DATA FOR PROCESSING:
--- START ---

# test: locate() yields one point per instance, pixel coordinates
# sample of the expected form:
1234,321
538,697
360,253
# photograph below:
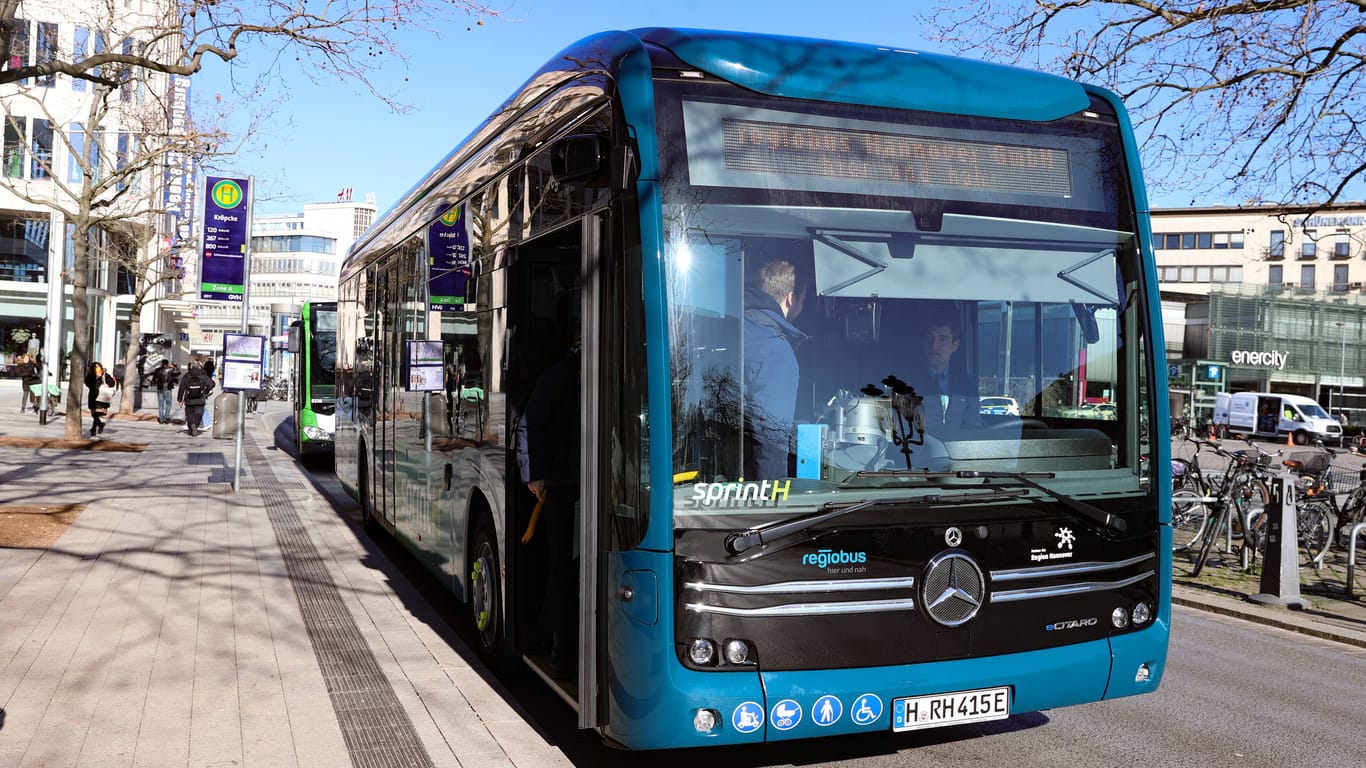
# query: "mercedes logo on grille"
954,589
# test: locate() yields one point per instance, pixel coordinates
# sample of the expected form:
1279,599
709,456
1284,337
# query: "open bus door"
553,287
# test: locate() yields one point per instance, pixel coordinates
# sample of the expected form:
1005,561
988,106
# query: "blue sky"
328,135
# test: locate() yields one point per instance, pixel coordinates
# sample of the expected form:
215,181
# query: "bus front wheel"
368,521
485,591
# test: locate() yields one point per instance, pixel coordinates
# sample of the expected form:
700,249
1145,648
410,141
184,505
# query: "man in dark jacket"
950,394
28,377
548,457
771,373
165,390
193,392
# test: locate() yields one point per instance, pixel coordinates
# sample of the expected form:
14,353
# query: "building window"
23,249
41,149
79,49
19,45
15,144
74,172
47,51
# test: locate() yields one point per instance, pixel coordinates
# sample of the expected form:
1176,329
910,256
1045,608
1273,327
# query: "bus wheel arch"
485,592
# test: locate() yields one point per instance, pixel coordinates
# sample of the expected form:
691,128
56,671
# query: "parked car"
999,406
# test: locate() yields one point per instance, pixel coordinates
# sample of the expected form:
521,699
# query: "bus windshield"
324,350
870,301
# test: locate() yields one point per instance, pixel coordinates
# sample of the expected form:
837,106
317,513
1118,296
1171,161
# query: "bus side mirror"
579,156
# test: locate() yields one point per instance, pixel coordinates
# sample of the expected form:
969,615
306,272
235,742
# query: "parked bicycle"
1317,489
1231,506
1197,492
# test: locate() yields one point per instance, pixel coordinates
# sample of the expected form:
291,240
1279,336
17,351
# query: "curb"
1230,607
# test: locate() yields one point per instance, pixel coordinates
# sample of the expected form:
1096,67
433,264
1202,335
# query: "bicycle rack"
1351,555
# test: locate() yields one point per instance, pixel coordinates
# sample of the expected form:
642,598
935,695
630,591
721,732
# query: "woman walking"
99,395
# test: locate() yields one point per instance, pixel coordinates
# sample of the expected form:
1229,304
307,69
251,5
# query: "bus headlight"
736,652
1142,614
701,652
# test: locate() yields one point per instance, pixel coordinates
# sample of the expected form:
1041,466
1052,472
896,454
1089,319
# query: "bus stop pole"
246,328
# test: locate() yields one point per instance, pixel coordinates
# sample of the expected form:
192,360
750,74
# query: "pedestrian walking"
193,392
100,387
28,377
209,369
165,391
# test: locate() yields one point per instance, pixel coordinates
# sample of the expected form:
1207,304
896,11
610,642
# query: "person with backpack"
100,386
165,390
193,392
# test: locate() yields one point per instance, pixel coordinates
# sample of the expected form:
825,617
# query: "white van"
1268,414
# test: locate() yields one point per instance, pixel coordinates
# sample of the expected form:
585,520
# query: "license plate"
951,708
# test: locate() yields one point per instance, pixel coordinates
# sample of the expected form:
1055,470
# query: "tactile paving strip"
377,731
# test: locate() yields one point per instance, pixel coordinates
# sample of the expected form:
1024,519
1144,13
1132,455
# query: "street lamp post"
1342,366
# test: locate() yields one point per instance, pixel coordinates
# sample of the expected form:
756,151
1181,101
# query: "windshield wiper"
1085,509
741,543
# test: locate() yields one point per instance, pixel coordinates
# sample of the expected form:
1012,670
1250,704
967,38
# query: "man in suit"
950,394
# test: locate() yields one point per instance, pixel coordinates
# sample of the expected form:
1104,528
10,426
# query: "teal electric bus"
313,345
732,249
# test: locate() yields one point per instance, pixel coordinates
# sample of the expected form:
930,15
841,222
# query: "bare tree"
1257,101
346,40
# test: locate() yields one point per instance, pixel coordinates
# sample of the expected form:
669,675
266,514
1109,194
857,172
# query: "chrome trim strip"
809,608
797,586
1068,569
1037,592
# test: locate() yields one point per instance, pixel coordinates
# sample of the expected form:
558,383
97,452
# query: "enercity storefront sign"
1273,358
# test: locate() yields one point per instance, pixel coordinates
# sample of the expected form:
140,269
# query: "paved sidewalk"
178,622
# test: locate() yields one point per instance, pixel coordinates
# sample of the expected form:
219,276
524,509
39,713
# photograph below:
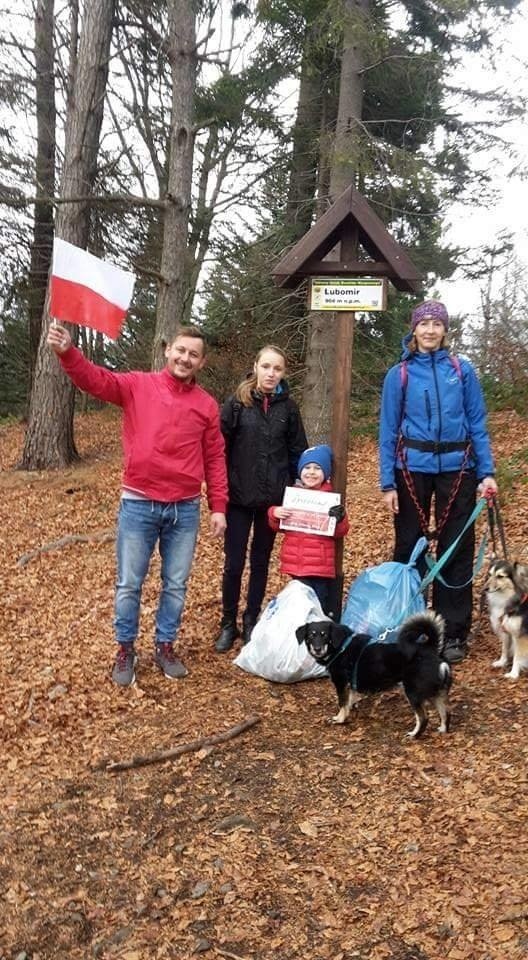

--- END ---

Repeat the records in full, precisely, and keep the pictures out.

REPLY TO THE EXERCISE:
# test: locate() yields one point per instance, pixel coordinates
# sample of the expected form:
1234,321
538,697
360,253
# photograph below:
# query: "mercedes logo on grille"
954,589
# test: locate() yields one point per instance, pixel coordinates
# sample of the expected form:
1279,599
709,456
1284,337
# query: "open bus door"
553,287
# test: locate() yields one point per instance, pixel coordinates
# sample of the expected form:
1005,561
988,106
# query: "blue sky"
328,135
# test: locate() yields one point per instance, pixel coordinates
# sample of the expected form:
215,181
# query: "bus front wheel"
368,521
485,591
# test: locate() yields one point per instance, pixel coordinates
# sample of the expected form:
700,249
1145,648
410,141
184,505
# query: "man in dark jacket"
950,394
28,377
548,457
771,373
165,390
193,392
# test: locate() yields one point per instance, pixel coordinates
# sample of the expected form:
14,353
# query: "building window"
23,249
41,149
79,49
19,45
15,144
74,172
47,51
# test: locate() yields one point per instance, pixel coordinates
# sample of the expected form:
1176,329
910,256
1045,608
1273,327
# query: "bus wheel arch"
485,592
# test: locate() yields one point per instance, pixel coordinates
# sample of the expected form:
691,128
56,671
# query: "parked car"
999,406
# test: locate() yields one point per instance, pixel coordinates
# sample of the expected form:
521,699
# query: "bus windshield"
324,350
870,301
# test: locate() yields one point per instance, pixel coordinates
# sample of the expected form:
837,106
317,513
1118,296
1171,161
# query: "bus side mirror"
579,156
# test: locate() yields one point per instance, pixel coordinates
# sample of the expected form:
969,615
306,272
235,742
# query: "parked bicycle"
1317,489
1231,506
1197,492
# test: locate() yields one point per instance, pixel coordinates
# sample of the expected form:
291,240
1279,336
17,351
# query: "curb"
1230,607
# test: locate() yields one point per instance, pixel coordinates
# sample of the expected form:
1096,67
433,264
1202,335
# query: "bicycle rack"
1351,555
# test: locate() yields one point per instance, pixel coordinates
# sample of the expected form:
642,598
935,695
630,591
721,732
# query: "woman walking"
99,395
# test: locate() yields one point per instance, pixel coordinates
# sample of the expected form:
1229,304
307,69
251,5
# query: "bus headlight"
736,652
1142,614
701,652
# test: locate() yields one point per instance, pixel coordinates
# sample of the expected form:
1041,466
1052,472
896,454
1089,319
# query: "bus stop pole"
246,328
# test: locate() yields one point per instance, pixel coordinates
# sample of the expected form:
192,360
750,74
# query: "pedestrian walking"
193,392
100,387
28,377
209,369
165,391
# test: locate() yields one point per instance, pixel coordinates
# sample of the expected form:
1207,304
896,11
610,642
# query: "person with backpack"
100,386
165,390
193,392
# test: locate() yields one point per instance, pixel coordinates
# sample of the expected form:
825,617
# query: "white van"
1268,414
# test: locate() yields one point per instance, pixel coordinates
# sample of the expected form:
585,520
# query: "license plate"
951,708
# test: locate() yields one point per instance, pixel coordinates
# sample of the expected form:
1055,470
# query: "tactile paving strip"
377,731
# test: locate() yields one point per instance, pixel coordinates
# sample of the expected form:
1024,519
1144,13
1132,455
# query: "street lamp post"
1342,366
# test: locate() yields one point per instance, pixel coordinates
# sample of the expected form:
756,151
1181,101
# query: "windshield wiper"
1085,509
741,543
# test: locate() yields one point per instance, pixel coordinates
# sample of the expected form:
1012,670
1250,704
967,38
# query: "man in suit"
950,394
# test: locate() yields one point per instance, pixel coordinates
# sample of the expected form:
1104,528
10,426
# query: "teal electric bus"
313,345
732,249
# test: locate() yields one point per instance, pixel coordinates
# sample of the expected form:
930,15
841,222
# query: "bare tree"
1257,101
346,40
# test: locate() yields one point per instance, pixel coordinates
# sample of the expected form:
669,675
266,514
1109,194
857,172
# query: "chrome trim strip"
809,608
797,586
1068,569
1037,592
# test: locate() yields one point per instance, pixel coordinates
# sample of the expected form:
558,383
97,452
# query: "enercity storefront sign"
1273,358
# test: locate() yields one point per instance, pixel coordinates
# sample of the expected form:
140,269
# query: "paved sidewalk"
178,622
# test: locate() yields one point per instance, pixel coordinates
# sample of the expected form:
219,276
524,509
39,713
# photograph below:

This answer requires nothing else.